▶ _YOUR TASK_:
Copy the data word for word, from its first line through the line that holds "left=52, top=172, right=69, bottom=187", including that line.

▶ _RECORDS FOR THIS EXERCISE_:
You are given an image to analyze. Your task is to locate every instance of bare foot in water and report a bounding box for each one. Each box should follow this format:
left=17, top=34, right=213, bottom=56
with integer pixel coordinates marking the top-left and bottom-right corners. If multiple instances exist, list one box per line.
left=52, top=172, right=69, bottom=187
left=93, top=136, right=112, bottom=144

▶ _EXERCISE ANSWER_:
You are given an image to analyze. Your task is to locate every instance of bare foot in water and report a bounding box for each one. Each box should follow this format:
left=17, top=34, right=213, bottom=56
with integer pixel coordinates marking the top-left and bottom-right corners. If multiple instances exist, list one box per line.
left=52, top=172, right=69, bottom=187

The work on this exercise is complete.